▶ **Challenge**
Which lines below contain the word "silver", counting case? Find them and copy each one.

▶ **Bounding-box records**
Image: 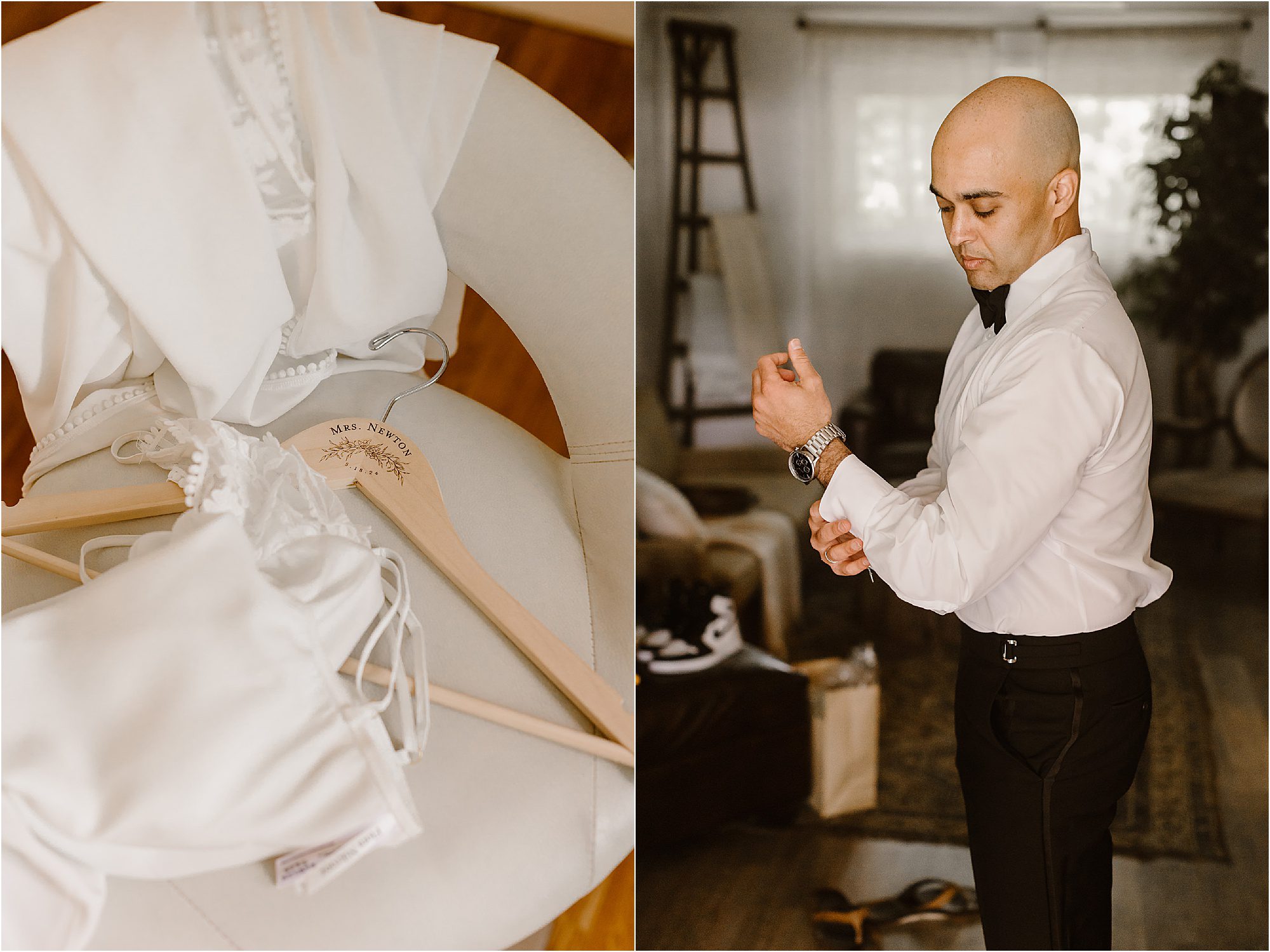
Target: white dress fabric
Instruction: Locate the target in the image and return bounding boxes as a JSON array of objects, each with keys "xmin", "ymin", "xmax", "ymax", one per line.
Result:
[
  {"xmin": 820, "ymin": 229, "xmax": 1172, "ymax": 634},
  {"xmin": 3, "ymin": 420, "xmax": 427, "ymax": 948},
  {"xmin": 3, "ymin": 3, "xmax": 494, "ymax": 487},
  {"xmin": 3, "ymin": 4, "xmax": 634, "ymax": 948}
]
---
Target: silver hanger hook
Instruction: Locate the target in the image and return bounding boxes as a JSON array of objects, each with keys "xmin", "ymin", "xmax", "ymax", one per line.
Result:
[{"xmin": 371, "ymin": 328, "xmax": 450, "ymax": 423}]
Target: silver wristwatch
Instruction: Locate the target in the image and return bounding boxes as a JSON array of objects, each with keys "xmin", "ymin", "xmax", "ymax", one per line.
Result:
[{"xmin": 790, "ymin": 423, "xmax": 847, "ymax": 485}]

▶ **Task response**
Target: silver hanger hook
Target: silver wristwatch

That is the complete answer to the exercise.